── Excerpted records
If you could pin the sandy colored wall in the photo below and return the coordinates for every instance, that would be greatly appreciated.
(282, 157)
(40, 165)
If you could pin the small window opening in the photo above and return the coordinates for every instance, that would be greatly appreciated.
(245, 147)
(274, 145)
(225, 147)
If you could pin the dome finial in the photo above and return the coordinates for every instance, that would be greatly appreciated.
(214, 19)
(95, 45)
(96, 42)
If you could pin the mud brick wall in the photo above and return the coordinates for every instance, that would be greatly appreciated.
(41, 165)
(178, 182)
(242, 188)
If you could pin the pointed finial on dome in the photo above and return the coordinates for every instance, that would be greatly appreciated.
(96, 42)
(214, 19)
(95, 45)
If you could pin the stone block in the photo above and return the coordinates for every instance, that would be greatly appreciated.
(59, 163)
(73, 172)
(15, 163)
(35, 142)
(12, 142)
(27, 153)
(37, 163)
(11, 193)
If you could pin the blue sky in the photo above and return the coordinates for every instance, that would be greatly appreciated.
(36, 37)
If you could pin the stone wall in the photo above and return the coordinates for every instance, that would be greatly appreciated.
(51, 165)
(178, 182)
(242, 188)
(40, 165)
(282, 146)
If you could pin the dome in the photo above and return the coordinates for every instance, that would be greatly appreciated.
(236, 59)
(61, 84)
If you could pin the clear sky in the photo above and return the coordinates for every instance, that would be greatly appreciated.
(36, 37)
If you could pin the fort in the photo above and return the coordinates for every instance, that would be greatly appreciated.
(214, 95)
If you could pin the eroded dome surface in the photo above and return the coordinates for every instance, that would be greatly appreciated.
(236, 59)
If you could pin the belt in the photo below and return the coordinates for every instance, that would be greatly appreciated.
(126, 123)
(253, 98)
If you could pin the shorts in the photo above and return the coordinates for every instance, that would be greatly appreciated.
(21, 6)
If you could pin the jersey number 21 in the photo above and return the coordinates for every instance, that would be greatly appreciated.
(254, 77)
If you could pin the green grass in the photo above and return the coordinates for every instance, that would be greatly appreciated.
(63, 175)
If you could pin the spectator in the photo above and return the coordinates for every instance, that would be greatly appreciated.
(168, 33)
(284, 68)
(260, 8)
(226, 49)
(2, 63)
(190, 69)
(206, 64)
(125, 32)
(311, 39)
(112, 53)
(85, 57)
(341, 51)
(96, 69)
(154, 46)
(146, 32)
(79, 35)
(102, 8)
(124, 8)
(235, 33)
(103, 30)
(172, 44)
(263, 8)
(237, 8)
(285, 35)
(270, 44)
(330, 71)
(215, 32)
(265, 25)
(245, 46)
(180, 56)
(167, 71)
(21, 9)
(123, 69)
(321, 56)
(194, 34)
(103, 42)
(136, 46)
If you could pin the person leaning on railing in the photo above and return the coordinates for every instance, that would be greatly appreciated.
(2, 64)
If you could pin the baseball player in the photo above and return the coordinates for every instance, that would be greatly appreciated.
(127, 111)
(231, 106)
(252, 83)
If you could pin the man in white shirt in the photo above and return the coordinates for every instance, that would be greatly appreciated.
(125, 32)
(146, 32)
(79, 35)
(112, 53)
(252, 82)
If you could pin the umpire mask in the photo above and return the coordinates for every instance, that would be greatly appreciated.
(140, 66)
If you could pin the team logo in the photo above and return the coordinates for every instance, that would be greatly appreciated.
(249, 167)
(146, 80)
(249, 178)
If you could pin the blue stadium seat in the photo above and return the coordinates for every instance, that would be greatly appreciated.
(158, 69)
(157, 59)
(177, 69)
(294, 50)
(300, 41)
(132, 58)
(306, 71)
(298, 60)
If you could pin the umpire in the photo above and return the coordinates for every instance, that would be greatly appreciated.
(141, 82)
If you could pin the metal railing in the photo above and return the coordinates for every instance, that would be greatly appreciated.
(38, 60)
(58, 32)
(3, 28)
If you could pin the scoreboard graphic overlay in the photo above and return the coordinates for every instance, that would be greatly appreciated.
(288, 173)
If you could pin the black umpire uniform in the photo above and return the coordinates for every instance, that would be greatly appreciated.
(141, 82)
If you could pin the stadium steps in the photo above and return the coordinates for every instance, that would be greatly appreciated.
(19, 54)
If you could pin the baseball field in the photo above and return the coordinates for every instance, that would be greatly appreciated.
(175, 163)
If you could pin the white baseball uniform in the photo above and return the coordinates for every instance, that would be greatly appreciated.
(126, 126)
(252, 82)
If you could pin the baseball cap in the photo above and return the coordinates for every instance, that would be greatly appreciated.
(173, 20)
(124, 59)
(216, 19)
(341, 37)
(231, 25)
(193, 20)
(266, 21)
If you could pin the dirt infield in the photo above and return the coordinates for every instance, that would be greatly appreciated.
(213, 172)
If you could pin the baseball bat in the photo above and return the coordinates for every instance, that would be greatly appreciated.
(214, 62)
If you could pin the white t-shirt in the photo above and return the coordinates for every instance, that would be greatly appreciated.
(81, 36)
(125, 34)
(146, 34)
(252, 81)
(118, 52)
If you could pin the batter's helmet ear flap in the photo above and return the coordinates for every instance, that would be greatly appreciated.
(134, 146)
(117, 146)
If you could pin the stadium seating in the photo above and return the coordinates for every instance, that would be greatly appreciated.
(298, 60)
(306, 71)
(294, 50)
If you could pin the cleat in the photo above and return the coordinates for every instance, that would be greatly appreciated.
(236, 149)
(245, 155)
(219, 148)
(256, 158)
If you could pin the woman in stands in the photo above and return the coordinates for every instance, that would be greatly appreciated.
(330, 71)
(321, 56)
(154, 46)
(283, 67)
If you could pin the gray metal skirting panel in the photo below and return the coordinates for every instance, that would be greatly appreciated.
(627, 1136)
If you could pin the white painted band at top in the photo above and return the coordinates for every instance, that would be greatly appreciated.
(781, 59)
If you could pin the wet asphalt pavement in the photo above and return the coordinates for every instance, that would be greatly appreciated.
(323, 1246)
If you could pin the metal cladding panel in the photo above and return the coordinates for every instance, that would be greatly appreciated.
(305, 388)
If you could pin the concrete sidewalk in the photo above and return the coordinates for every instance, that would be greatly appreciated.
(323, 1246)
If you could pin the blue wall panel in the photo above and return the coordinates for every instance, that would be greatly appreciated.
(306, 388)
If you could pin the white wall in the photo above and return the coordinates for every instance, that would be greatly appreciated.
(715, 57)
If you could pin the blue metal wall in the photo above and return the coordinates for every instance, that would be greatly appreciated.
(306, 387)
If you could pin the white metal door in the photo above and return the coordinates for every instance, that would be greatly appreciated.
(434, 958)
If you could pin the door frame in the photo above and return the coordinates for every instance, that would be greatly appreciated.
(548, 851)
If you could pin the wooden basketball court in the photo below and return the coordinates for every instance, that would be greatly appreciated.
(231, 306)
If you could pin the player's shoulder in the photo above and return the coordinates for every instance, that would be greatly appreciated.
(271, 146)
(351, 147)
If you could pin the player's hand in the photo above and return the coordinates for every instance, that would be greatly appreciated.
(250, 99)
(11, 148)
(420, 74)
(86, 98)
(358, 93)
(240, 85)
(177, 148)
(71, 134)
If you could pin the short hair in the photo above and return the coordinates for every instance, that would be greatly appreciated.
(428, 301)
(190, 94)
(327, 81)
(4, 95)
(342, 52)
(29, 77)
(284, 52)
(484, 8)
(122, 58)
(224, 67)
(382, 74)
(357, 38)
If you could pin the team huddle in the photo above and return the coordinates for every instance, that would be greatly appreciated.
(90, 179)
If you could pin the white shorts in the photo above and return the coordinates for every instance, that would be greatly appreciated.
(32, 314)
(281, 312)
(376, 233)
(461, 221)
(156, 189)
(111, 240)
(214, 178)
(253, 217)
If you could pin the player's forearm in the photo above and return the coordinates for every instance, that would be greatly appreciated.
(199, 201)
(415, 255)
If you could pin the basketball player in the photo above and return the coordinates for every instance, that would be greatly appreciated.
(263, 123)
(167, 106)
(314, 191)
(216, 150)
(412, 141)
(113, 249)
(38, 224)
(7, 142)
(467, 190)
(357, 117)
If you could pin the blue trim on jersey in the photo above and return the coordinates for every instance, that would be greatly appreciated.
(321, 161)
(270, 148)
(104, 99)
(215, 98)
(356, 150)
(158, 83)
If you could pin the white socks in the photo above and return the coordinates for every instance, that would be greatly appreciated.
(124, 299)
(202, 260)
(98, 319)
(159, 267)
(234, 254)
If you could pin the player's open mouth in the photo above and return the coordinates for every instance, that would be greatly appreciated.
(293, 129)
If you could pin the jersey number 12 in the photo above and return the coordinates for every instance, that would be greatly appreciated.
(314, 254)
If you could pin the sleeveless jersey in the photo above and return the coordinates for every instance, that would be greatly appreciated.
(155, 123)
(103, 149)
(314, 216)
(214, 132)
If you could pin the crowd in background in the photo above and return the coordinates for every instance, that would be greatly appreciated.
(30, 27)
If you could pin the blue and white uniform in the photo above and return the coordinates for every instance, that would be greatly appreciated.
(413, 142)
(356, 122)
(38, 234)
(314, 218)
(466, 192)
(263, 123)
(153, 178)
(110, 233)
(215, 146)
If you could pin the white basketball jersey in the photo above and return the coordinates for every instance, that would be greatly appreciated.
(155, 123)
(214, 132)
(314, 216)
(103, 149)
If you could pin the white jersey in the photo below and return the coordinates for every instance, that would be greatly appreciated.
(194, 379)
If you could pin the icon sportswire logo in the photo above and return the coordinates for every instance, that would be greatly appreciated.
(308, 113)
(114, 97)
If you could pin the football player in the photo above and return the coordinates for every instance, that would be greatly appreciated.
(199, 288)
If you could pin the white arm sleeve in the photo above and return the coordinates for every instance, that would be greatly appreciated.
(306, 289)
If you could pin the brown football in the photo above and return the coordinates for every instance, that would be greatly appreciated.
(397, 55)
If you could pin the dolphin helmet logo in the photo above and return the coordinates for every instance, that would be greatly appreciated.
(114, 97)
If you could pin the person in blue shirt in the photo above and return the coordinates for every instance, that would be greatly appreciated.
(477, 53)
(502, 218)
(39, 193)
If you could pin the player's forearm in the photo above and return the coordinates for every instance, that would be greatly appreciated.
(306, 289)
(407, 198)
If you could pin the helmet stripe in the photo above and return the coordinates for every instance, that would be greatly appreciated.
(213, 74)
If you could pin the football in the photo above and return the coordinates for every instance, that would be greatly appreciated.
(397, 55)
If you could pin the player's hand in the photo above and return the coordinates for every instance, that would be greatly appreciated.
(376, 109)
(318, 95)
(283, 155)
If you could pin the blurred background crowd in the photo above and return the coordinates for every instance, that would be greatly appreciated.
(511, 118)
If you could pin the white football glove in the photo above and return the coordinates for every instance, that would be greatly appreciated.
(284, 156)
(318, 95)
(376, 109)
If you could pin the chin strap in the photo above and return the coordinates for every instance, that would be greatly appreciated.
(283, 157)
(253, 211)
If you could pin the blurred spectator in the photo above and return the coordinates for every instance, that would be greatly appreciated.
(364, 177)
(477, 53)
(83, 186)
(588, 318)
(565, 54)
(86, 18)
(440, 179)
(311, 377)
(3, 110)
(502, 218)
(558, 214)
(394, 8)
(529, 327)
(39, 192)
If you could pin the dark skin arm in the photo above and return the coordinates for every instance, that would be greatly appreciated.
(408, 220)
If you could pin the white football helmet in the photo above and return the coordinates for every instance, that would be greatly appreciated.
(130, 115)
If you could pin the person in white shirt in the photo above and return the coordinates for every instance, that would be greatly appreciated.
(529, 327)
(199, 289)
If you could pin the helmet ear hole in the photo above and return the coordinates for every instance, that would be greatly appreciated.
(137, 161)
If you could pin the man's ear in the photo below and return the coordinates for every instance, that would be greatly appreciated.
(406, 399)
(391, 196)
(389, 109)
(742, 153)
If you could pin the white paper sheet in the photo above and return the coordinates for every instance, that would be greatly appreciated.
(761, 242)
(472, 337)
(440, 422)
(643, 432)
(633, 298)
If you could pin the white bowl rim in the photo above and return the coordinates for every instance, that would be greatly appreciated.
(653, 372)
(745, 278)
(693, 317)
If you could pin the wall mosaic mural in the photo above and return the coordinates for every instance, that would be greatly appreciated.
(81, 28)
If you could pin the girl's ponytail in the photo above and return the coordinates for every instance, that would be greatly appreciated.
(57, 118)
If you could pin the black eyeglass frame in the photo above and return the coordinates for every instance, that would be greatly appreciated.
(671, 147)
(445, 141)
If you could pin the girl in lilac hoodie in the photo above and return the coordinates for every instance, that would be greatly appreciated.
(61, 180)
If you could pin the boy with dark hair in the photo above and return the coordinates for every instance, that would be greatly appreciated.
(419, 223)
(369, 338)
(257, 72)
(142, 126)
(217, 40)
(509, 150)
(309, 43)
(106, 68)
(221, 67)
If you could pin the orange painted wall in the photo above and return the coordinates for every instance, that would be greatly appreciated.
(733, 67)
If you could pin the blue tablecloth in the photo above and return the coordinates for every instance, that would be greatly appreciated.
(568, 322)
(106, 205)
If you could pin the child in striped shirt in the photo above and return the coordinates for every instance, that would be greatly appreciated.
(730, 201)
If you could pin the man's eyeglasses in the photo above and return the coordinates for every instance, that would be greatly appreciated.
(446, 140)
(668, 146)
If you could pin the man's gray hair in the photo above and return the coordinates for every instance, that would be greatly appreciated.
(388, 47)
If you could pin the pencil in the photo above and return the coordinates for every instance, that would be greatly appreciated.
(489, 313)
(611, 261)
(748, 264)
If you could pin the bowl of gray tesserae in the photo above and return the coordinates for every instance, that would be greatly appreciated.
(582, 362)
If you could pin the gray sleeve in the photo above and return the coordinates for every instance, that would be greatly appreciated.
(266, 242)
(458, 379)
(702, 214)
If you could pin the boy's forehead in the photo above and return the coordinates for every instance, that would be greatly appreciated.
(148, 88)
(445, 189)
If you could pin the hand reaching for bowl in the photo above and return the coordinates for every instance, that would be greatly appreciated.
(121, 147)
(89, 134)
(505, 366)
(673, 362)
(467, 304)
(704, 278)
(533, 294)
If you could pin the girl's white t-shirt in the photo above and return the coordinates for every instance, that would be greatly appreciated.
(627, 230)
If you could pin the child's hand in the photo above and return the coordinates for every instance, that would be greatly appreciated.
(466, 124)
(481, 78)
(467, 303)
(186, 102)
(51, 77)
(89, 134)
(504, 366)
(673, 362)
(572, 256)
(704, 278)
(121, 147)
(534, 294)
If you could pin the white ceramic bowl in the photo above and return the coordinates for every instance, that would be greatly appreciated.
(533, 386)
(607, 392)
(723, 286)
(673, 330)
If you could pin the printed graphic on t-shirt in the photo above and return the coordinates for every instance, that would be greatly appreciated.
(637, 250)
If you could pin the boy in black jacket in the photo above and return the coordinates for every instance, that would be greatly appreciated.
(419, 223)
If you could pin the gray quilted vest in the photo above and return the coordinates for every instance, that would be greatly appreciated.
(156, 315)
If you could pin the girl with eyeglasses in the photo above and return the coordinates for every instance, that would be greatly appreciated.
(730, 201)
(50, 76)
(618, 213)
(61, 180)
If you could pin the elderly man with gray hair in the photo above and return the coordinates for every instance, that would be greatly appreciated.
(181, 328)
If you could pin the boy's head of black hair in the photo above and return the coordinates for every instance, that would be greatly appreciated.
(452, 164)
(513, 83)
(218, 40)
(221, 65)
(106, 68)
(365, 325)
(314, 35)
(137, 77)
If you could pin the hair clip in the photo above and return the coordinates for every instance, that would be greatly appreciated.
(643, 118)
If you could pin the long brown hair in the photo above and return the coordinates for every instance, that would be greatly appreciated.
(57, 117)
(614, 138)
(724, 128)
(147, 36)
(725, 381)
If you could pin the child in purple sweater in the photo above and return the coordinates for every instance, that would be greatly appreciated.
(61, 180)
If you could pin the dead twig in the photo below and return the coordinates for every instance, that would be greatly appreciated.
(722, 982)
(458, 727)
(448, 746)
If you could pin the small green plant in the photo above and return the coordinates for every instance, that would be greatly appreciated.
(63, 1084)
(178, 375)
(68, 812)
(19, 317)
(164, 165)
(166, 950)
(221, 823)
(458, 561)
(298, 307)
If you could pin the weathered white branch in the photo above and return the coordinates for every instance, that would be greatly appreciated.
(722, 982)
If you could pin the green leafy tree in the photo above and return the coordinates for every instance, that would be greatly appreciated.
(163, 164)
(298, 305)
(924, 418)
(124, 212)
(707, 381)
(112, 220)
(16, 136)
────
Your goal: Quote the line that contains "If you could pin the dead" and each line after it through the end of the data, exactly, leaving out everything else.

Solution to this exercise:
If you could pin the dead twig in the photo below and return the coordinates for every instance, that would be greatly appreciated.
(722, 982)
(458, 727)
(448, 746)
If you could pin the small green plant in the photo above and return the coordinates for every instance, that would be greatly appreciated.
(63, 1084)
(178, 375)
(68, 812)
(19, 317)
(164, 165)
(166, 950)
(221, 823)
(458, 561)
(298, 307)
If you could pin the weathered white branch in the photo above and return the coordinates for every instance, that would be greatly appreciated.
(722, 982)
If you could pin the green leafy tree in the photo above and return the coordinates for every instance, that would be greatly appreciated.
(163, 164)
(298, 305)
(924, 418)
(124, 212)
(707, 381)
(112, 220)
(16, 136)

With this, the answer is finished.